- Source extract -
* * *
It can be seen that the upper parts of brazil are darker shaded, which suggests that the relationship between GDP_CAPITA and the independent variables are stronger, since the variables are more correlated.
The code chunks below are used to plot an choropleth map to visualise intercept of the regression model
qtm(brazil.sf.fixed2, "Intercept", border=NULL)
We can see that there is a varying range of intercept value from 2 to 12, and since intercept value > 0, we can conclude that the slope is positive.
Residual is the difference between the observed GDP_CAPITA and the predicted GDP_CAPITA. Residual will be 0 if there is no difference bewteen observed and predicted values of GDP_CAPITA.
qtm(brazil.sf.fixed2,"residual", border=NULL)
## Variable(s) "residual" contains positive and negative values, so midpoint is set to 0. Set midpoint = NA to show the full spectrum of the color palette.
The code chunk below allow us to visualise the y hat of the regression model.
Y-hat represents the predicted equation for a line of best fit in a linear regression model. The value of y hat helps us to differentiate between the predicted data and the observed data of GDP_CAPITA.
qtm(brazil.sf.fixed2, "yhat", border=NULL)
Overall, our regression model is able to perform well in explaining the factors that are affecting GDP_CAPITA in Brazil.
* * *
- Exercise objective -
Copy the passage on Brazil's GDP regression maps character for character. Begin at "It can be seen" and stop after "values of GDP_CAPITA.".
* * *
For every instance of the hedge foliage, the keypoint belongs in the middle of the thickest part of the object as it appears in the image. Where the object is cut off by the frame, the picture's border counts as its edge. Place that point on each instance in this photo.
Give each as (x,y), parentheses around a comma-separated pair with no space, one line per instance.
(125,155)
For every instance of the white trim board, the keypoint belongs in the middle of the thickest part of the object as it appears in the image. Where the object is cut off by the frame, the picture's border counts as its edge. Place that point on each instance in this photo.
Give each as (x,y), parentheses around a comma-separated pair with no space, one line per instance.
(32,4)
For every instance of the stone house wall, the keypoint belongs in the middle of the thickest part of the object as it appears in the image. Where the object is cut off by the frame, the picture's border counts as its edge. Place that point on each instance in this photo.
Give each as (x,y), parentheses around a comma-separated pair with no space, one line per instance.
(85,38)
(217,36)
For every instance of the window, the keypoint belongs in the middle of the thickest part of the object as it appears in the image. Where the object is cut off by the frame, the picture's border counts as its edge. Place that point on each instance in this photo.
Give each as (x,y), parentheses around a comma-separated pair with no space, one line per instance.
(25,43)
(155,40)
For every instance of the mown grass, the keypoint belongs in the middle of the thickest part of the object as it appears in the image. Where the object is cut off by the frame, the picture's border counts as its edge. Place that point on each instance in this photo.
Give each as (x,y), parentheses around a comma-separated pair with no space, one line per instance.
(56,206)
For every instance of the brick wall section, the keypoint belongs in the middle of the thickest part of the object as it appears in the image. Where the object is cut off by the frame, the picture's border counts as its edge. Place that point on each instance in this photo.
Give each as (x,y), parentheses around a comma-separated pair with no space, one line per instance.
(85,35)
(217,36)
* * *
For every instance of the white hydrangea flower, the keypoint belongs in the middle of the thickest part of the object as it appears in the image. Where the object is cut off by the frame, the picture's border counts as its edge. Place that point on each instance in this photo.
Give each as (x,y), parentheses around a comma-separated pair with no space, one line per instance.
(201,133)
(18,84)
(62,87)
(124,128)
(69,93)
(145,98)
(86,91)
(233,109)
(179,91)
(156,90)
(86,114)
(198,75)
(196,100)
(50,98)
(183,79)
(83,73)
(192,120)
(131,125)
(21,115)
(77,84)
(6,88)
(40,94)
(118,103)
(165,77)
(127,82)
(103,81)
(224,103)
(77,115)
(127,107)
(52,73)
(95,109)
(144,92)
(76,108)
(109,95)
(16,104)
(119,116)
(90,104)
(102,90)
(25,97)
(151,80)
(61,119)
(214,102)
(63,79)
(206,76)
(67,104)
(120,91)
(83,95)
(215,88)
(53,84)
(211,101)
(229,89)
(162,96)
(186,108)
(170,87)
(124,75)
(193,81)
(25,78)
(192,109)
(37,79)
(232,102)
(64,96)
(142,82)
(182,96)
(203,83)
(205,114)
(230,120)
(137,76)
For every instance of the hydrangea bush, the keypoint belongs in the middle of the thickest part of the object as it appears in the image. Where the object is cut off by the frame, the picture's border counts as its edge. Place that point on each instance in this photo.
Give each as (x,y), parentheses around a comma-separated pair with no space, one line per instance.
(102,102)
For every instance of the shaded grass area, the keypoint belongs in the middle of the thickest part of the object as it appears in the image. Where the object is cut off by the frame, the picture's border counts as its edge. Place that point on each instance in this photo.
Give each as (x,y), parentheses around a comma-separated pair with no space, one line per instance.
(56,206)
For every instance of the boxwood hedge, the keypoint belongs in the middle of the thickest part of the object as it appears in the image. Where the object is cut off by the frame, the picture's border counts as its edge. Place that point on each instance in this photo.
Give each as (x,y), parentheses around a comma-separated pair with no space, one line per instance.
* * *
- Exercise output -
It can be seen that the upper parts of brazil are darker shaded, which suggests that the relationship between GDP_CAPITA and the independent variables are stronger, since the variables are more correlated.
The code chunks below are used to plot an choropleth map to visualise intercept of the regression model
qtm(brazil.sf.fixed2, "Intercept", border=NULL)
We can see that there is a varying range of intercept value from 2 to 12, and since intercept value > 0, we can conclude that the slope is positive.
Residual is the difference between the observed GDP_CAPITA and the predicted GDP_CAPITA. Residual will be 0 if there is no difference bewteen observed and predicted values of GDP_CAPITA.